== EXTRACT TO READ
Frankly, the toughest challenge is the no alcohol part. This rule has thwarted every attempt to invoke the Commandments for at least 7 years now and unfortunately in that time I have slowly, but surely, made progress in the opposite direction...from ~190 lbs. in 1999 to ~290 lbs. at present.
I've got to do it though. I am now in the category of morbid obesity. All my current aches and pains and discomforts (the pinched nerve in my left shoulder, my tendonitis in my feet, my occasional bouts of gout, my lack of adaquate sleep, possibly due to undiagnosed sleep apnia, my shortness of breath, my discomfort sitting or standing in one position for more than a minute or so (because of the pressure on blood vessels and nerves), perhaps even my escallating allergy symptoms, now present virtually every day, and craving for alcohol and other foodstuffs (probably due to chemical imbalances, hormonal issues, lipids in the blood stream or blood sugar levels), even mood swings, low self-esteem, apathy, impatience, mental dullness, attention deficit disorder...man, the list can go on and on!
Not to mention the worst of all...I can only fit in the double-buckled "special" seats on the coasters at Islands of Adventure (and, since most of the coasters are similarly-designed everywhere, I would assume this would be the case at any theme park)!
I need to be fit and trim enough to achieve my goal of, sometime early next year, driving to the park in my car and riding in any seat on any coaster.
Thursday, June 15, 2006
Friday, June 09, 2006
Well, allow me to set a few of my political beliefs down here, so as not to be "left out" of the general trend in the "blogger community".
I am an American. My direct ancestors are very clearly traceable to 3 important periods in my family's past. The citation for this is obtained from a geneology I purchased many years ago.
1. Immigration from the tumoultous times of the 17th century from France to Quebec. The genology places the three branches of the Chausse family that immigrated to The New World at around the year 1640.
2. Consolidation into the Anglo-Franco union that became Canada in the 18th and 19th centuries.
3. The desire for the younger generation of the late 19th century to seek a better life for their families. My line sought work in the bustling textile industries of New England at this time. Woonsocket, Rhode Island became a haven for immmigrant labor from Quebec due to the vast need for new workers and the growing community of French-Canadian immigrants to that region, allowing for a somewhat familiar footing into American life.
I still cry, to this day, at a good rendition of the National Anthem.
I was born in this country, in a state which, I arrogantly contend is more American than almost any other state for these reasons:
Rhode Island was one of the 13 original colonies which comprised the United States.
Of the those 13, it had been well-known as the most independent of all.
Rhode Island's colonial assembly declared independence from England well BEFORE the official Declaration of Independence ratified on July 4, 1776 by 2 YEARS...Rhode Island maintains it's independence date as May 4, 1774!
Rhode Island was the LAST state to sign the Constitution because it wanted to insure fully that it's individual rights would be preserved fully under the new nation, and, it is presumed many state rights that would have been relenquished prior to the "Rhode Island Delay" were reinstated because of this tactic.
====
== INPUT DATA
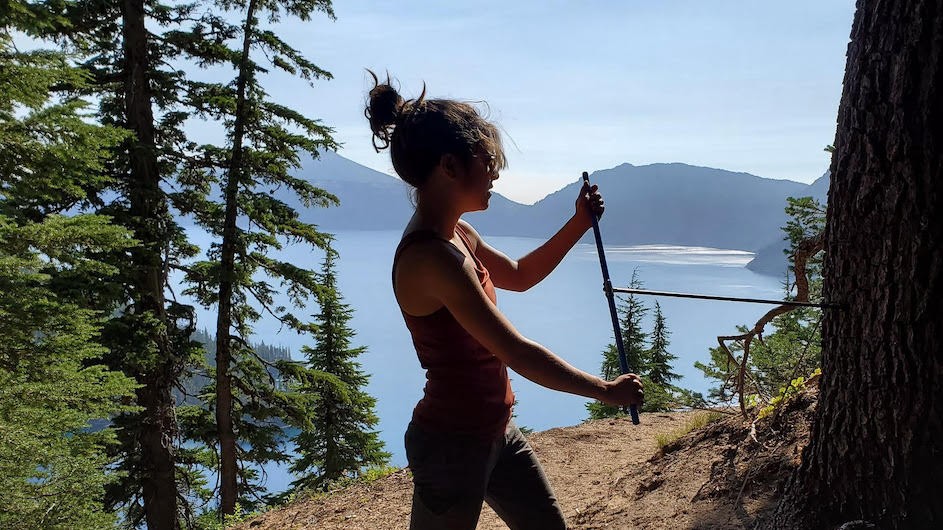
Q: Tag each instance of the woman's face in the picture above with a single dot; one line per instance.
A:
(479, 179)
====
Pick up the blog text about the writer's weight, family origins and Rhode Island after its final sentence, and carry it forward in the same first-person voice.

__ANSWER TO THIS EXERCISE__
Rhode Island was the first state to officially recognize the division between Church and State and the first to recognize that it's citizen's had the right to practice ANY religion (or no religion) they chose. Because of this Rhode Island was the birthplace of the first Baptist church (then considered radically new), the first synagogue of the Jewish faith in the New World and the harbor of many other persecuted or discriminated practices such as Wicca.
Although I live in Florida, because of the more favorable weather...I am still at heart, a Rhode Islander.
Like an old Yankee, I am independent to the core. I would rather die, in many circumstances, then ask help of others.
The Southern "hospitality" of using "Sir" and "Ma'am" are irritating and actually, to my ears, more condescending. To true Yankee's, even if they are elderly, calling them "Sir" or "Ma'am" is actually negative. I have known so many octegenerian "Jane Doe's" that would cring if you called them "Ma'am" or even "Mrs. Doe"...call them "Jane" if you want their respect. Yankee old-timers don't want you to "curtsey" to them like their Southern counterparts, apperently...they want to be a member of your group, whatever age bracket...so treat them as such! That is respect!
If someone calls me "Sir" more that 2 times, I'll let them know that it offends me. Blows the mind of the Southern kids who were "brought up" to "respect their elders"...no, like so many Southern errors, they were brought up, in a very slick, passive-aggresive mode to "put thier elders in their place" as non-essential, almost-dead entities. How wrong!
George W. Bush.
I have never felt as badly about an American President as I have about him. From the early stages of media coverage of his gaffs and blunders seeing him as a total buffoon, to the over-the-top handling of the 9/11 crisis and the ensuing years in which he would try to portray himself as a strong President leading the Nation into a "rightous war"...I just never, ever, bought it, and was amazed at how many others did.
Don't get me wrong. I am not the total bleeding heart liberal you may think because of my sexual oriention and religious beliefs.
In fact, in the '80's, despite disagreement with the way he handled the growing AIDS crisis (eh, he just wasn't well enough informed), I was a big supporter of Ronald Reagan.
When he gave his Evil Empire speech after the downing of Korean Airlines 007, I cried. I fully wanted us to punish the Soviets. They were the cause of so much of our misery. They should be wiped off the face of the Earth. I personally felt we should consider a "Pre-Emptive First Strike" against them with our nuclear missiles.
How naive of me.
But, the nationalistic spirit is hard to temper.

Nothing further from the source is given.